> **TASKS FOR THIS EXERCISE**
- a) Reproduce the stretch of the passage about YouTube viewing habits from "Now, I could" through "video marketing business.".
- b) Summarize the passage about YouTube viewing habits in two sentences.

> **PASSAGE TO READ**
>>>

I also suspect that you also know someone on your team or at your ad agency who has been advocating for dayparting. You know who I’m talking about. And I’ll bet that he or she assumes that people watch YouTube on their mobile devices during the day and « on the go. » Well, the majority of watch time on YouTube is mobile. In fact, on mobile alone, in an average week, YouTube reaches more adults 18 and older during prime time than any cable network does. So, you-know-who has got that right. But, it also turns out that YouTube viewing behavior on mobile is more like TV than I had assumed: The world watches at home, during prime time, and on horizontally oriented screens. I know, I said something entirely different during a content marketing webinar just last week. But, I hadn’t read this new data yet. Here’s what I know now: A Google/Ipsos Connect survey in July 2016 found:

  • Three in four adults report watching YouTube at home on their mobile devices;
  • Home mobile YouTube viewing occurs primarily during prime time;
  • Seven in 10 people default to horizontal viewing when watching videos on their phones;
  • YouTube users are twice as likely to pay close attention while watching YouTube compared to TV users while watching TV.

In addition, the same Google/Ipsos Connect survey found:

  • Almost four times as many people prefer watching video on YouTube as on social platforms that are less video-centric;
  • The top two reasons viewers watch YouTube are “to relax” and “to feel entertained”;
  • The top four content categories watched by YouTube users are comedy, music, entertainment/pop culture, and “how to”;
  • 68% of YouTube users watched YouTube to help make a purchase decision.

Now, I could dismiss this new data because half of it doesn’t conform to my pre-conceived assumptions. But that would be wrong. And video marketers who want to continue being successful in 2017 need to unlearn about a third what they’ve learned over the last 12 months because things change that fast in the digital video marketing business.

<<<

Named-object pointing items
>>>

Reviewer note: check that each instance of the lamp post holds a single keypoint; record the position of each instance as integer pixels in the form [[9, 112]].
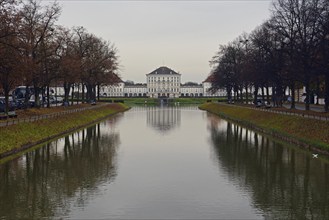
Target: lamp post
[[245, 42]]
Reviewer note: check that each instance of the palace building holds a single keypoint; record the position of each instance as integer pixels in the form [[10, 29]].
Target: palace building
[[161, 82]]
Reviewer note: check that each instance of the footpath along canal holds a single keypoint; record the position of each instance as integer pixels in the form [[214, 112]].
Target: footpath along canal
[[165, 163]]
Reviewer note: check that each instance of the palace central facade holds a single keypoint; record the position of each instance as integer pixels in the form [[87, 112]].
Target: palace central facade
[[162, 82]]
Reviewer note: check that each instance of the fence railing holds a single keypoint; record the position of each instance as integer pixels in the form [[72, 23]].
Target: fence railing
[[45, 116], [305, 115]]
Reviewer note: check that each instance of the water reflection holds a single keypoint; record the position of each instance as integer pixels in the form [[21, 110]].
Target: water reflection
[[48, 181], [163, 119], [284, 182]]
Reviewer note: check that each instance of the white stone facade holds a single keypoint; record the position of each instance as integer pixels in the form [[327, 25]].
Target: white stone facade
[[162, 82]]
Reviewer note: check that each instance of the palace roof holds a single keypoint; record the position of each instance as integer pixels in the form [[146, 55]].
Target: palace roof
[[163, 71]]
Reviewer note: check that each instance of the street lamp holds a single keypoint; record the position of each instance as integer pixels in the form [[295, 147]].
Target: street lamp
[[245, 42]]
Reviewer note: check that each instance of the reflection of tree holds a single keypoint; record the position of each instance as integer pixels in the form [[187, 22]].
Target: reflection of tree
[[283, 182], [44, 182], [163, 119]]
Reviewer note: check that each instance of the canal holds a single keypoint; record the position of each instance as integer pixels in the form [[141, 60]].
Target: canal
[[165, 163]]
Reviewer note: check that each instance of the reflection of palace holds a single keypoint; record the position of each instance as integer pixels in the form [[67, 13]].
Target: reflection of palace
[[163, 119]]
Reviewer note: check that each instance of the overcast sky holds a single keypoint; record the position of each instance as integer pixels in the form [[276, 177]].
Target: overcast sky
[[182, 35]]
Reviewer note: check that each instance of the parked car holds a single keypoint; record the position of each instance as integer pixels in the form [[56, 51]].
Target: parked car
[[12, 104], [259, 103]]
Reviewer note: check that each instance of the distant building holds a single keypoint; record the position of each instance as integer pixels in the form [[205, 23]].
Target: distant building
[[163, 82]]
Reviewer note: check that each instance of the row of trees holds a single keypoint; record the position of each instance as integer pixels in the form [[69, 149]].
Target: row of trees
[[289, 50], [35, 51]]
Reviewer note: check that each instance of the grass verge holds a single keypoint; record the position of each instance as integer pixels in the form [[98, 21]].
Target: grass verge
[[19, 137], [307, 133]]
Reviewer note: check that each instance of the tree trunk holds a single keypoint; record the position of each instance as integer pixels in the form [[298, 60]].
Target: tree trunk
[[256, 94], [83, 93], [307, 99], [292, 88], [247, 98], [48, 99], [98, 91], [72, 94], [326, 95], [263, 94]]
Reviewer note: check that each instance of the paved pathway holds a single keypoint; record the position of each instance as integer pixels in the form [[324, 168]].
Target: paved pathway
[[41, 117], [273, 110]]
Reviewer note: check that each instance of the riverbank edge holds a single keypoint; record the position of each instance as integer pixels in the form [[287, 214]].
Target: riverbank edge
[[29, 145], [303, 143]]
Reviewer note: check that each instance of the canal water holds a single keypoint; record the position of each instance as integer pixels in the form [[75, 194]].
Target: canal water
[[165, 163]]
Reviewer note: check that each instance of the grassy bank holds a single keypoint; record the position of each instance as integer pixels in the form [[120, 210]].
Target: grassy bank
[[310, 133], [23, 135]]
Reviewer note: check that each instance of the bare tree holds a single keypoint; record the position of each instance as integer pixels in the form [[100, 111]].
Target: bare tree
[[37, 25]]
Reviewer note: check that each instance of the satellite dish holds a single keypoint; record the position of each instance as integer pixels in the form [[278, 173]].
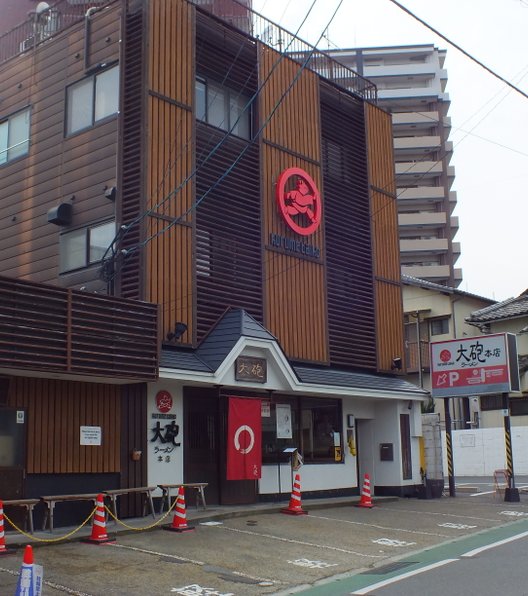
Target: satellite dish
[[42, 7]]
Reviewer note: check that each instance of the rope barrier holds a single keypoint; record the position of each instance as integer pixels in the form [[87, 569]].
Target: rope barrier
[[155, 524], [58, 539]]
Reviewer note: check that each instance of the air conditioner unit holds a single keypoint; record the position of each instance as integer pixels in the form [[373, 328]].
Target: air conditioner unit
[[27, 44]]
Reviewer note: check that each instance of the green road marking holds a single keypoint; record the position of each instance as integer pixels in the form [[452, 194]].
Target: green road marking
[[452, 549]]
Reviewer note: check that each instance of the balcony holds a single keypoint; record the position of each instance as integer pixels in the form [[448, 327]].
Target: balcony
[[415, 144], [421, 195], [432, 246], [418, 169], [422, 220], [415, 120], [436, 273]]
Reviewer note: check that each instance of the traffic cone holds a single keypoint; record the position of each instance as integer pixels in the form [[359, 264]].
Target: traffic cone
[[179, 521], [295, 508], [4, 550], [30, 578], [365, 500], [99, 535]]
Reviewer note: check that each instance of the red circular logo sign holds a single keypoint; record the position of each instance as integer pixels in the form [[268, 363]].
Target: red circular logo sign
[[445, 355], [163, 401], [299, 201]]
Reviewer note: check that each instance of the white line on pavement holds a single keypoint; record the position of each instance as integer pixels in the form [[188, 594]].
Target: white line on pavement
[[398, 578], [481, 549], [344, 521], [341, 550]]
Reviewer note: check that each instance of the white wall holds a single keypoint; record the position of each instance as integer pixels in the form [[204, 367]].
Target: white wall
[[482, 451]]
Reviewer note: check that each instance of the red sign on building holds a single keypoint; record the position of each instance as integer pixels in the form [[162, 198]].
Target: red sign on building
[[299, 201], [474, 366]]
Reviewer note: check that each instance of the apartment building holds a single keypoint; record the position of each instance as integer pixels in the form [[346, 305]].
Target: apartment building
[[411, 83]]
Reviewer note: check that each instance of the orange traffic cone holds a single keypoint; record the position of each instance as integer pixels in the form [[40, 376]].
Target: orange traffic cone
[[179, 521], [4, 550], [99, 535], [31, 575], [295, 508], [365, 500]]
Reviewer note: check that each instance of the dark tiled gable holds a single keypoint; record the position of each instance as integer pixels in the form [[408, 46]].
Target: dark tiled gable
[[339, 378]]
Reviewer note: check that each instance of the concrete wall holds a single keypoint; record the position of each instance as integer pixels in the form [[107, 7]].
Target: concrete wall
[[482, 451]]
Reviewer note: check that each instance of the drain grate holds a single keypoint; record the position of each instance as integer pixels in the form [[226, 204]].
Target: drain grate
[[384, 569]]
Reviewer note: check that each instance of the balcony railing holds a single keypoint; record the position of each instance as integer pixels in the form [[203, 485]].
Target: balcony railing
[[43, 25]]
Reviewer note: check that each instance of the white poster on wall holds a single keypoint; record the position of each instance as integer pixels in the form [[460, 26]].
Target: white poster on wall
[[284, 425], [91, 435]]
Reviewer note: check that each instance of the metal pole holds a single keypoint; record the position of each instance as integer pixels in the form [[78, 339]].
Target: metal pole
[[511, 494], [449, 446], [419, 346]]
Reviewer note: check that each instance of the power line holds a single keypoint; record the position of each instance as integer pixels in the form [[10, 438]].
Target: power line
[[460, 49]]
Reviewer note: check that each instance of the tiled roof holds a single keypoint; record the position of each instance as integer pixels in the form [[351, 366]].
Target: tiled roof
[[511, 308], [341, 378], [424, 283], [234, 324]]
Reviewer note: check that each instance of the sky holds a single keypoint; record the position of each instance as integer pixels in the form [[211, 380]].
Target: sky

<<<

> **TASK-BY-TASK RESULTS**
- a)
Now, I could dismiss this new data because half of it doesn’t conform to my pre-conceived assumptions. But that would be wrong. And video marketers who want to continue being successful in 2017 need to unlearn about a third what they’ve learned over the last 12 months because things change that fast in the digital video marketing business.

- b) A July 2016 Google/Ipsos Connect survey found that three in four adults watch YouTube on mobile devices at home, mostly during prime time, that seven in 10 hold their phones horizontally for video, and that YouTube users are twice as likely as TV viewers to pay close attention. The same survey found that almost four times as many people prefer YouTube to less video-centric social platforms, that viewers watch mainly to relax and be entertained, and that 68% of users have watched YouTube to help make a purchase decision.